-- Data section --
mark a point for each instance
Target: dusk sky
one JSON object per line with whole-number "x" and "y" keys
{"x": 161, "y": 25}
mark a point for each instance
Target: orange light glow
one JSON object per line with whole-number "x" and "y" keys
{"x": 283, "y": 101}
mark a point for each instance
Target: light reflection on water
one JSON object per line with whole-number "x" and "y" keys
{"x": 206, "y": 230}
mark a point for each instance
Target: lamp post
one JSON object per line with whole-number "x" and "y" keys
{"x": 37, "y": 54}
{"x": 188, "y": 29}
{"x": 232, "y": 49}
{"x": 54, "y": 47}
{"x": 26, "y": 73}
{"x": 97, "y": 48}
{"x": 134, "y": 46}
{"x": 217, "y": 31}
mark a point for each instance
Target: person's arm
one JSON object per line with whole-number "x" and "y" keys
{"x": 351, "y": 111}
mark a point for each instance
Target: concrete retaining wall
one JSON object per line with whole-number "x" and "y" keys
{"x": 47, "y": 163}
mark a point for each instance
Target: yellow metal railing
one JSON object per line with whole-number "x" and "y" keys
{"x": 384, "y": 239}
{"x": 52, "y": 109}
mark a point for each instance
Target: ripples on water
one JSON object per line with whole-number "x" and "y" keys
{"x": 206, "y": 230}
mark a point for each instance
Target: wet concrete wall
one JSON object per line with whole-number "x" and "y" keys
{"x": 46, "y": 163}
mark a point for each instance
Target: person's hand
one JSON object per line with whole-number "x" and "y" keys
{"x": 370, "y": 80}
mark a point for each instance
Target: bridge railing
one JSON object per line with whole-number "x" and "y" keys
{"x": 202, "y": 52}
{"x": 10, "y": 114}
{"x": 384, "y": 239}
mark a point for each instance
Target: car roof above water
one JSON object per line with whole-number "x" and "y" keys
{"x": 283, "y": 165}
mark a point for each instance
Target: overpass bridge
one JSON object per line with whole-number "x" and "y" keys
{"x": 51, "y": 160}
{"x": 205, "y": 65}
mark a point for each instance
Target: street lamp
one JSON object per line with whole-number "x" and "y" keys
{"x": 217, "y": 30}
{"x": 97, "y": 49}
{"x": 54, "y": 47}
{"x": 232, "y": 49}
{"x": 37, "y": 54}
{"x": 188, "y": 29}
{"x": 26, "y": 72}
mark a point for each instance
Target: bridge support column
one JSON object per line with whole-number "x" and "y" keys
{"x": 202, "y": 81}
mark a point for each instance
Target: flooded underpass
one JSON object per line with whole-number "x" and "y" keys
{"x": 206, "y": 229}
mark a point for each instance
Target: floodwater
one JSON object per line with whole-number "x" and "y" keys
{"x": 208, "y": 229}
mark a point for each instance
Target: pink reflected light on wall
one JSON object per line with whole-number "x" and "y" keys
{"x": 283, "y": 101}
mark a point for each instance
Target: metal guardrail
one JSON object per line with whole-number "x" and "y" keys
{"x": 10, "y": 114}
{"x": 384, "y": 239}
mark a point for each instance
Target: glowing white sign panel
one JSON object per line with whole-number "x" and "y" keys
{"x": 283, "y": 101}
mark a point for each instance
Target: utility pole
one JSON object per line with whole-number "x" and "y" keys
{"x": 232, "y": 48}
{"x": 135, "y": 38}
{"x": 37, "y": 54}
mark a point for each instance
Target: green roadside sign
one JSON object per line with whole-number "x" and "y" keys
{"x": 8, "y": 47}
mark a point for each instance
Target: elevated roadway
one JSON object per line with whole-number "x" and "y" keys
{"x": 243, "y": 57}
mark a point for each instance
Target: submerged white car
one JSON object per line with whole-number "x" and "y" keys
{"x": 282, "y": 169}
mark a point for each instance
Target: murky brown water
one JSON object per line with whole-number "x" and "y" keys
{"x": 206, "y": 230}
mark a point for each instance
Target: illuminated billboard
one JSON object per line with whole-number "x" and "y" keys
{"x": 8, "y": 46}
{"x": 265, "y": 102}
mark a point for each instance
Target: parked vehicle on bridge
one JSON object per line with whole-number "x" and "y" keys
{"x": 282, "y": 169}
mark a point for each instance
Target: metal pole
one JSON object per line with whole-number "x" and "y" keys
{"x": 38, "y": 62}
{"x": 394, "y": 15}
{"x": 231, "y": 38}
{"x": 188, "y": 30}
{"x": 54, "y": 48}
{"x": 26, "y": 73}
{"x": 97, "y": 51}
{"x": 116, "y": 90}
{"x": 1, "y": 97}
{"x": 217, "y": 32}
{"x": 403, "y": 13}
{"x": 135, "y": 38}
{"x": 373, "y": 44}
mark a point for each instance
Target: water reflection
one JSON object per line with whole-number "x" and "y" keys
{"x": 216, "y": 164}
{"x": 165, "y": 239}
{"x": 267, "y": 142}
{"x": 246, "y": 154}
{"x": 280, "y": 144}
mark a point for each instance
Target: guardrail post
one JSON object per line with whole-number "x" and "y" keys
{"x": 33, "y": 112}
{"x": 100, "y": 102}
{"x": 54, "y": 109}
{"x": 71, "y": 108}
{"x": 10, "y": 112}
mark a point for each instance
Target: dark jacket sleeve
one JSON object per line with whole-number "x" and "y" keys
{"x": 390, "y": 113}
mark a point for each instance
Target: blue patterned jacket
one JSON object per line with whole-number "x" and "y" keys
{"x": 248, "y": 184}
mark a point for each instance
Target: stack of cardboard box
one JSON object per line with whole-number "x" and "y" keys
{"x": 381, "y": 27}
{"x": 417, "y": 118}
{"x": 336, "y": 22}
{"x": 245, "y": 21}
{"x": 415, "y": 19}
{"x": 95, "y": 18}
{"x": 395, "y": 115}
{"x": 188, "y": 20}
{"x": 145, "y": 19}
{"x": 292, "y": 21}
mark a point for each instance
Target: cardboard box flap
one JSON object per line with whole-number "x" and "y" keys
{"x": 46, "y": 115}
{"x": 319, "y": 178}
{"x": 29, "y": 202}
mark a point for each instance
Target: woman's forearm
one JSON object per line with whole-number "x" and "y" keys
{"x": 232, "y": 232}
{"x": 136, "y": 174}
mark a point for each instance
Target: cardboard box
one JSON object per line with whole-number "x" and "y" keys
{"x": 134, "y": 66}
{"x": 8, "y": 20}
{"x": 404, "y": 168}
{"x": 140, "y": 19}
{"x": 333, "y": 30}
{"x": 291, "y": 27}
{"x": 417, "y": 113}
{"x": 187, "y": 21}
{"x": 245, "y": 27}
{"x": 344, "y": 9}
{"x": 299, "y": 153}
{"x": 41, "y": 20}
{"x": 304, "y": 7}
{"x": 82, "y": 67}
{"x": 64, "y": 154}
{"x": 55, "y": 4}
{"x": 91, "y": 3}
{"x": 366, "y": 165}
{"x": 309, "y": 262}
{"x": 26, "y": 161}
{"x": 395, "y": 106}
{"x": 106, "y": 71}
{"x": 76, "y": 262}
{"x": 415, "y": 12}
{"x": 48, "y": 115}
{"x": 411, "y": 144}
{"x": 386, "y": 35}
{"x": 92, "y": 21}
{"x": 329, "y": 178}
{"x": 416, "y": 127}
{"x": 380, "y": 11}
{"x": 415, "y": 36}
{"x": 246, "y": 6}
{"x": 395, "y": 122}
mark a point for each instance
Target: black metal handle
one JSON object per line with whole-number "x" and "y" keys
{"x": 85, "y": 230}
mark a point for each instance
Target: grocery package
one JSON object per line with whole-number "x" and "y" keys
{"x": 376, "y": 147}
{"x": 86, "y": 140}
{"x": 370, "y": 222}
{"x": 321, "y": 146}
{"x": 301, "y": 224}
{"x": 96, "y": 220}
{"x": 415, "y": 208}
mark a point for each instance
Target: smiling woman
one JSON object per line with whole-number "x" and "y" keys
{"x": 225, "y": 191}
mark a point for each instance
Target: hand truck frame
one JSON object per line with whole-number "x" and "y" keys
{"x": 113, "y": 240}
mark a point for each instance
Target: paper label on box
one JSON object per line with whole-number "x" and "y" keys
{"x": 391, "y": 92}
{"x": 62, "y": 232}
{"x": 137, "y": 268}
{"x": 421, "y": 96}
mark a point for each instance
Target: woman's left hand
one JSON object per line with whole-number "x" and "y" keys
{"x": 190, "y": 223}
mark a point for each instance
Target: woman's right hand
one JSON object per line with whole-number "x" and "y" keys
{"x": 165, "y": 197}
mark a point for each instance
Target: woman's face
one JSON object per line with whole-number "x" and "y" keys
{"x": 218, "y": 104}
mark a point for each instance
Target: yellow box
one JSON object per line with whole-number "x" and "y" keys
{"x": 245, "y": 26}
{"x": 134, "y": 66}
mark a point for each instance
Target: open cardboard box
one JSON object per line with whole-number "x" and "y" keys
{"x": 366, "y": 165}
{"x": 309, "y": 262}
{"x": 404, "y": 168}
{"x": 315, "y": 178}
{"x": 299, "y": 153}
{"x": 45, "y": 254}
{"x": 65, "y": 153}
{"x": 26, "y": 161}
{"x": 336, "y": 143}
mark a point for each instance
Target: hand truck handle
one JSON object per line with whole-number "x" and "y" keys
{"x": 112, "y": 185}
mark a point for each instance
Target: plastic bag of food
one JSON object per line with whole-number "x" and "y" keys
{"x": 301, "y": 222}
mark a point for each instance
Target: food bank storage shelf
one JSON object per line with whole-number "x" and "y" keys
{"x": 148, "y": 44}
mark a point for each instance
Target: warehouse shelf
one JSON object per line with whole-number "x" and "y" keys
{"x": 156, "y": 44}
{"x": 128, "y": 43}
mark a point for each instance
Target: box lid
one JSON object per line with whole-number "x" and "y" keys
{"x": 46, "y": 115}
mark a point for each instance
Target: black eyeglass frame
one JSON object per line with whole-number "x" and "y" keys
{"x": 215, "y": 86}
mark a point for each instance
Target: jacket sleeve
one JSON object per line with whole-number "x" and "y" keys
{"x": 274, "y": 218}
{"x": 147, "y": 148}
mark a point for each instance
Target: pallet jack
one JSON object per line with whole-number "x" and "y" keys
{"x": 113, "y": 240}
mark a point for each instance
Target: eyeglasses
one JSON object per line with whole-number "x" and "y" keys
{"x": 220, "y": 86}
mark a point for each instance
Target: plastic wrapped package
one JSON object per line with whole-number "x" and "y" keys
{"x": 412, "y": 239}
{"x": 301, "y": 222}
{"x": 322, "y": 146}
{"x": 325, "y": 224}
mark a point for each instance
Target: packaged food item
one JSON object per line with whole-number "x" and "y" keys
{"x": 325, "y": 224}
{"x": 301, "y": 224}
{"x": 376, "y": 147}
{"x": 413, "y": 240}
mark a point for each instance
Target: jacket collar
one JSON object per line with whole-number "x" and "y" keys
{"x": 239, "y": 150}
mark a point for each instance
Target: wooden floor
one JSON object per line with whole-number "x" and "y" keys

-- Exercise instructions --
Collect every line above that has the word "guardrail" in it, and copy each one out in full.

-- Written answer --
Target: metal guardrail
Target: guardrail post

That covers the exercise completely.